● **WHAT YOU HAVE TO DO**
Output exactly, please, the lines of the records below from the one containing "column 104, row 236" through the final line.

● **DATA IN THIS EXERCISE**
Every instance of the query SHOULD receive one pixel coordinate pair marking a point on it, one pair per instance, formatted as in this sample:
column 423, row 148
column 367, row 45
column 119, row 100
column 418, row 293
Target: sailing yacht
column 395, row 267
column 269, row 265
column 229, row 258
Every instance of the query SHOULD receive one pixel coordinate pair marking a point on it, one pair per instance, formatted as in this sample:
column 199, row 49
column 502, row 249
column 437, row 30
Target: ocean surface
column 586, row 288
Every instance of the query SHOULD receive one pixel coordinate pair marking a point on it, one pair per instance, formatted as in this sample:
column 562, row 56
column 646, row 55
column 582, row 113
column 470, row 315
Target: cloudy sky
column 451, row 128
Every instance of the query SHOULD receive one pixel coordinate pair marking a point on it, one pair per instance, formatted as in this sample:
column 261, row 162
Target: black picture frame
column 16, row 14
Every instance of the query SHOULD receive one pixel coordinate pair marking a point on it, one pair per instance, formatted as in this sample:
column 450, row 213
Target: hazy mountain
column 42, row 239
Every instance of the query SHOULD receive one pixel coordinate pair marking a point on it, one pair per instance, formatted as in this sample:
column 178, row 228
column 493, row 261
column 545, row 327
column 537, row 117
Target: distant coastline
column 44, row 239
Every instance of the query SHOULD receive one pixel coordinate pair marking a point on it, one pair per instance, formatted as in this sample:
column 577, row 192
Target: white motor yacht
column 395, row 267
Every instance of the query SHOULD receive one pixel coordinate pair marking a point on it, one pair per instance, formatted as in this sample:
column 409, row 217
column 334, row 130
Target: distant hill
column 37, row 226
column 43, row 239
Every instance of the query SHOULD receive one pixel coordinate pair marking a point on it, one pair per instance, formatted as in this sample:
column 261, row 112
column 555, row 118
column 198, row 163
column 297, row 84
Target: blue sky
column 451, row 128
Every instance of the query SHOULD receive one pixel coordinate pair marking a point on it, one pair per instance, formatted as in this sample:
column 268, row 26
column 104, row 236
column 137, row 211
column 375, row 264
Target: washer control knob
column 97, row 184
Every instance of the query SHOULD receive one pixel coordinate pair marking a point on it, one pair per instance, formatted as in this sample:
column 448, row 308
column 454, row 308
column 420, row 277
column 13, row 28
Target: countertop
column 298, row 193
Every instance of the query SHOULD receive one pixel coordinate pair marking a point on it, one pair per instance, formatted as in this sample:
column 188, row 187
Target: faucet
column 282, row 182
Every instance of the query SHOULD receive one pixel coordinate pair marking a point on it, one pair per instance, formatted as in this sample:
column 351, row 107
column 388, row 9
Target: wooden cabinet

● **EXERCISE RESPONSE**
column 104, row 236
column 137, row 211
column 375, row 264
Target: washer control knob
column 97, row 184
Every instance of the query SHOULD receive one pixel coordinate pair marking a point on it, one pair per instance, formatted as in this sample:
column 448, row 308
column 454, row 308
column 420, row 277
column 13, row 28
Target: countertop
column 298, row 193
Every instance of the query SHOULD receive one pixel coordinate pair marking a point on it, one pair per instance, formatted as in this sample:
column 188, row 187
Target: faucet
column 282, row 182
Every instance of the query SHOULD receive one pixel coordinate pair marking a point on it, one pair per instance, formatted as in this sample:
column 351, row 107
column 388, row 9
Target: wooden cabinet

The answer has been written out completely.